Extracted text
──────────────────────────────

The “mother of all bear markets” is how Wine Asset Managers (WAM) describe the fine-wine market in their June report, more than hinting at their frustration, which is shared throughout the industry. WAM’s funds lost more than 8 percent in the first six months of 2014, following 35 percent declines in the three years from 2011 to 2013, and wiping out the gains made in 2010. While the sterling fund remains up 6.4 percent since launch, the US dollar fund is now down 26.3 percent since its launch in 2009.

Only the previous month, WAM’s May report listed a series of factors that it hoped were “bottom-of-the-market indicators.” This is a common theme among fine-wine players, desperately seeking signs of a turnaround. Liv-ex’s June “Cellar Watch” report cites the demise of four UK wine companies as “indicative that the market is consolidating — and perhaps approaching its floor?”

WAM and Liv-ex have in common a heavy reliance on Bordeaux, and the Liv-ex 50 index — comprising first-growth Bordeaux — continued its losing streak to make it to ten consecutive months of declines. Small wonder, then, that such players are eagerly awaiting “the bottom.” The index is now back around its peak of summer 2008, before a small dip and then the dizzying heights of summer 2011 (fig.1). However, it is far too simplistic to refer to the fine-wine market as though it were a single entity. The fates of different fine-wine prices have diverged significantly over recent years, in two pivotal senses, which I will explore in this article.

──────────────────────────────

Set of tasks
A. In the fine-wine market passage, how many consecutive months of declines has the Liv-ex 50 index recorded?
B. Please extend the fine-wine market passage, picking up right after its last sentence.

Supplied material

──────────────────────────────

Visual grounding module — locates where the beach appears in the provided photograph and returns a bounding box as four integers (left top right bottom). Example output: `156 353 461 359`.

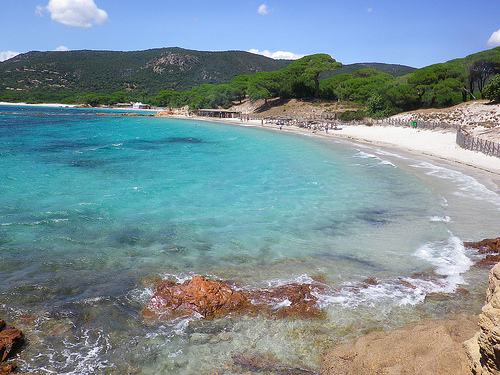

──────────────────────────────

Per-task answers
A. Ten consecutive months.

B.
Bordeaux v the world
The first necessary delineation when talking of the fine-wine market is in terms of the wine’s region. Bordeaux has followed a trajectory all of its own over recent years (fig.1). Bordeaux first growths are back at 2008 levels, and Bordeaux in general — as represented by the Bordeaux 500 index — is not far behind. Meanwhile, other regions bask in the sunshine, with steady gains over the past six years, ranging from 23.5 percent for the Rhône, to as much as 52.5 percent for Burgundy (fig.1). All too often, the fine-wine market as a whole is equated with Bordeaux, but both the trade and consumers are fast adapting to a world outside Bordeaux.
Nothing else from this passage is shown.